*WHAT NEEDS TO BE DONE:* Below are records; how many of their lines contain "Find"? Answer with only the number.

###

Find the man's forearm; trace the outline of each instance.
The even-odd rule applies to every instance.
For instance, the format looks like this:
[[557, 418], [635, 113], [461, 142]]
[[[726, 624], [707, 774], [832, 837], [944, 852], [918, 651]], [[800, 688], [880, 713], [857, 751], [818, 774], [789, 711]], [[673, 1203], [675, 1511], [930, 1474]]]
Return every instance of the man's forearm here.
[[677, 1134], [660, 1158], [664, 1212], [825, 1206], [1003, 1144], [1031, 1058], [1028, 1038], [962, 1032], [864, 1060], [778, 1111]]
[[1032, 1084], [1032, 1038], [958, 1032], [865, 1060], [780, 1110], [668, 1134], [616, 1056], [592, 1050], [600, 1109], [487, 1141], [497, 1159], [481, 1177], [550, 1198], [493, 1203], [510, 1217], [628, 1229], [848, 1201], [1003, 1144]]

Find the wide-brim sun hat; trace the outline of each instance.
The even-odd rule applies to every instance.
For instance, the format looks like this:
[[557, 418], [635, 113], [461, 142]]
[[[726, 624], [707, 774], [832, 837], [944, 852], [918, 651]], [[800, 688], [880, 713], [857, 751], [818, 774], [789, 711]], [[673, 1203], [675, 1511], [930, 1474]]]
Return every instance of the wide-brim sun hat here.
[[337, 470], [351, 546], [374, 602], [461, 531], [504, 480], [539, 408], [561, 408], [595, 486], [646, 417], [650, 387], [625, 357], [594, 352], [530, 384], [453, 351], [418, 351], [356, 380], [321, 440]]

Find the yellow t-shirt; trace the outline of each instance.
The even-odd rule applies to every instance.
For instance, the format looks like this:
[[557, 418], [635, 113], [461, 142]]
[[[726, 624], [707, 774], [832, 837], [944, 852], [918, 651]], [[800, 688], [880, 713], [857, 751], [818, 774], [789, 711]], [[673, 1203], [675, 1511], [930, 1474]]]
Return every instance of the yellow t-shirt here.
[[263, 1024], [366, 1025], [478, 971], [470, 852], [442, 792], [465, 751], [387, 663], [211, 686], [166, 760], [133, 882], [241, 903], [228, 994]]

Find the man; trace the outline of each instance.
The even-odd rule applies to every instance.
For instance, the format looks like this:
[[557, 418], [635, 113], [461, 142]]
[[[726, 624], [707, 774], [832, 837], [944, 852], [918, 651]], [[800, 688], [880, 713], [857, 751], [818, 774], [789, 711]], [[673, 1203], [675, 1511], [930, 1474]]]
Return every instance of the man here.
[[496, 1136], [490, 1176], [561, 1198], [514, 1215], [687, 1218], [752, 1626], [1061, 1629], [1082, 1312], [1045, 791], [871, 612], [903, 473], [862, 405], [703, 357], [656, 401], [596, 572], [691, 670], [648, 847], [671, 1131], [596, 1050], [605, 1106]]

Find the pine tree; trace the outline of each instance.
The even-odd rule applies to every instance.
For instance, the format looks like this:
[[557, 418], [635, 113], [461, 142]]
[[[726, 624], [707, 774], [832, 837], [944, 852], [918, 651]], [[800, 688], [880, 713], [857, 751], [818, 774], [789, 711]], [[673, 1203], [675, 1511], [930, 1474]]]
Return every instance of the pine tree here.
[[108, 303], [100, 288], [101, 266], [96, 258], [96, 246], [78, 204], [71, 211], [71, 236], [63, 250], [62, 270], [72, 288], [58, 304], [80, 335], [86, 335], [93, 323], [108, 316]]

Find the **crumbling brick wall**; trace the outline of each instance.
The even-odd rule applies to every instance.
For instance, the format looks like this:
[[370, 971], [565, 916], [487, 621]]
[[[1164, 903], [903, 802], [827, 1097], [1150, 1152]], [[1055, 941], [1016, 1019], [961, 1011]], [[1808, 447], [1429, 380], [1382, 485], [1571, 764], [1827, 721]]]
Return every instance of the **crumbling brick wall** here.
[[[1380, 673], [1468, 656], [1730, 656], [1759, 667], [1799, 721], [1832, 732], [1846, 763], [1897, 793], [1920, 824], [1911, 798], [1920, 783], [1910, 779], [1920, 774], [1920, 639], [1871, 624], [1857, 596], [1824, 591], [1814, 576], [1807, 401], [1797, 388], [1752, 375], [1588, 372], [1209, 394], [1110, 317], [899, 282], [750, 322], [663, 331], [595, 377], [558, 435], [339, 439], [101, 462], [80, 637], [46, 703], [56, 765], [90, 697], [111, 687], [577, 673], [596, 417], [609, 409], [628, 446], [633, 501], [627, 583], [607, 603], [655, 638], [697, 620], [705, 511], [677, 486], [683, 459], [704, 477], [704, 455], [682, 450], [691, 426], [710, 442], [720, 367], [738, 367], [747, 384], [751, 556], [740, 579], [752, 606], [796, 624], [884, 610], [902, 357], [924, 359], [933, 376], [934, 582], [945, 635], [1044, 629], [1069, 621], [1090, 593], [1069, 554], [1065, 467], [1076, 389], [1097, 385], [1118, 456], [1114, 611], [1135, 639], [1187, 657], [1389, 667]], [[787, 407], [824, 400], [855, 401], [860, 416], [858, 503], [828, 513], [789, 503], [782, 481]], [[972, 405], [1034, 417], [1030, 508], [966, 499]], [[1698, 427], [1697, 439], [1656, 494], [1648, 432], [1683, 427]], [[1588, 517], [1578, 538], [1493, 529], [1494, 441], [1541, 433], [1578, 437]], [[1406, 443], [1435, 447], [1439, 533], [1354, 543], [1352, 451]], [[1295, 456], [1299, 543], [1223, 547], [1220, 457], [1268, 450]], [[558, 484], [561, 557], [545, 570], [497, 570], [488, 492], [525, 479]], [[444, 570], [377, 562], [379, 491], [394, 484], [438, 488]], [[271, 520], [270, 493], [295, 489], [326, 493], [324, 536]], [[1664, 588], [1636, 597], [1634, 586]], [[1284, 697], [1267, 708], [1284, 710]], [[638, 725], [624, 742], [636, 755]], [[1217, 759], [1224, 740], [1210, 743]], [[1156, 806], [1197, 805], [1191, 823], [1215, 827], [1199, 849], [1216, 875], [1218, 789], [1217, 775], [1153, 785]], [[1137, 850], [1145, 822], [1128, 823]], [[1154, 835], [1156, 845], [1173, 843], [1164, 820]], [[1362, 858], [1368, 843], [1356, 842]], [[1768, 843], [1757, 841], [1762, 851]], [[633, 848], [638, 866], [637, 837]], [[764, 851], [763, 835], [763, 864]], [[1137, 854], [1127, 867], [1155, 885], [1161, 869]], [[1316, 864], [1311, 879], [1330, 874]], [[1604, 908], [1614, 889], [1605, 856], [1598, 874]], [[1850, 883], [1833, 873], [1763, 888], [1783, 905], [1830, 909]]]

###

*ANSWER SECTION:* 6